===== Текст =====

Воззрения на алкоголь

Одна чарка: человек вкушает вино.

Две чарки: вино вкушает вино.

Три чарки: вино вкушает человека.

Китайская народная мудрость(цит. по [Mei 1933: 5])

В наши дни потребление алкоголя в Северо-Восточном Китае зачастую обсуждается с точки зрения всеобъемлемости данного явления и его воздействия на здоровье и культуру. Фэн Ци замечает, что северо-восточные китайцы «пьют алкоголь, чтобы защититься от холода», сформировав «уникальную культуру потребления спиртных напитков», которая способствовала развитию региональной промышленности [Feng]. В исследовании «Люди и культура алкогольных напитков на северо-востоке Китая» Ян Цзюнь указывает, что способность северо-восточных китайцев потреблять спиртное является пугающим свидетельством силы их воли [Yang]. Ян отмечает ошибочность восприятия потребления алкоголя местными жителями как «зависимости», «увлечения» или «времяпровождения»: «распитие крепких напитков – самое важное средство общения для северо-восточных китайцев». Подобные умозаключения отражают представления о потреблении алкоголя, имевшие хождение в середине XX в. Так, в 1941 г. доктор Шао Гуаньчжи писал, что спиртное – «обязательный атрибут» жизни в Маньчжоу-го[137]. В настоящей главе мы рассмотрим нарративы об алкоголе, доминировавшие в ведущих региональных СМИ в 1930-х гг. и 1940-х гг. Первоначально потребление алкоголя представлялось как позитивный аспект поддерживаемой режимом современности и проявление давних традиций распития спиртного среди маньчжуров и монголов, а равно и растущих региональных сообществ ханьцев, японцев и русских. Однако к концу 1930-х гг. беспокойство по поводу здоровья населения и социально-экономической нестабильности, которые принесли с собой японская оккупация, война и бедность, выражалось во все большем порицании алкоголя.

=====

• **Задание**
Назовите все народы, среди которых, согласно тексту о потреблении алкоголя в Северо-Восточном Китае, существовали традиции распития спиртного.

===== Извлечённые данные =====

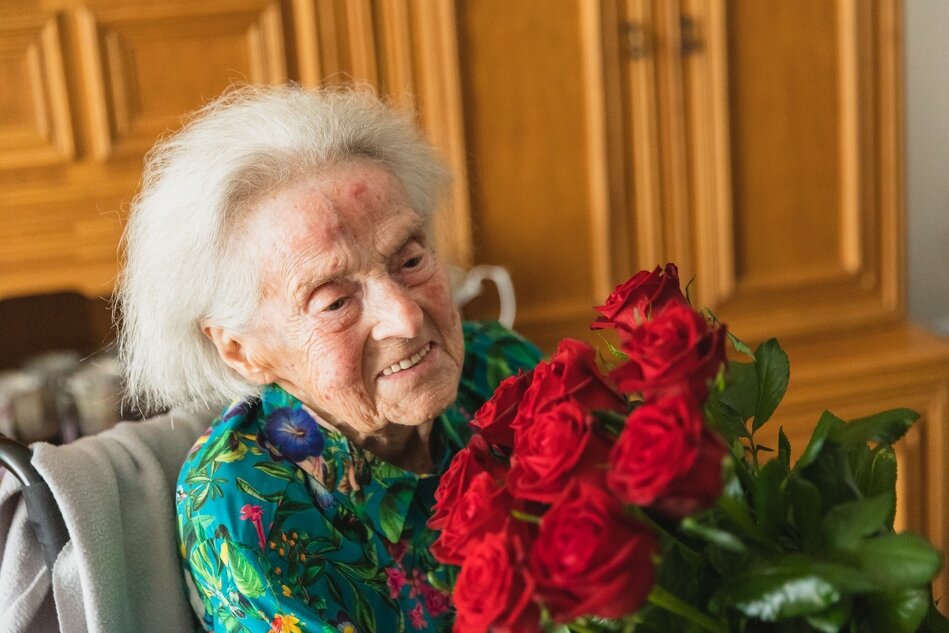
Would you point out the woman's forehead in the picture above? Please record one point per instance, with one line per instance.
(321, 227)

=====
===== Извлечённые данные =====

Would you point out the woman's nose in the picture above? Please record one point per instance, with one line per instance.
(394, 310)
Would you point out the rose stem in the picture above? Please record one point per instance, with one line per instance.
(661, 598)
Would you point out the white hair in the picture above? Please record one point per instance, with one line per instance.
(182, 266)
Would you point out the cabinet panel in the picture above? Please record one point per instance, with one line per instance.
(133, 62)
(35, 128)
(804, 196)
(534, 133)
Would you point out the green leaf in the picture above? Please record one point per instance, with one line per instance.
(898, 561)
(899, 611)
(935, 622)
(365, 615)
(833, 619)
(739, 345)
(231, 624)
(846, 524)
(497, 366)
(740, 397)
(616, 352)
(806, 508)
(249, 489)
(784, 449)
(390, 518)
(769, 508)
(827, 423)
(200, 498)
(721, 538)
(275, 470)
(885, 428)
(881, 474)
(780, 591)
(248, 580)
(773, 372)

=====
===== Извлечённые данные =====

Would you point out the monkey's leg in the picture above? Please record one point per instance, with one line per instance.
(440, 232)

=====

• **Выполненное задание**
Маньчжуры, монголы, ханьцы, японцы, русские.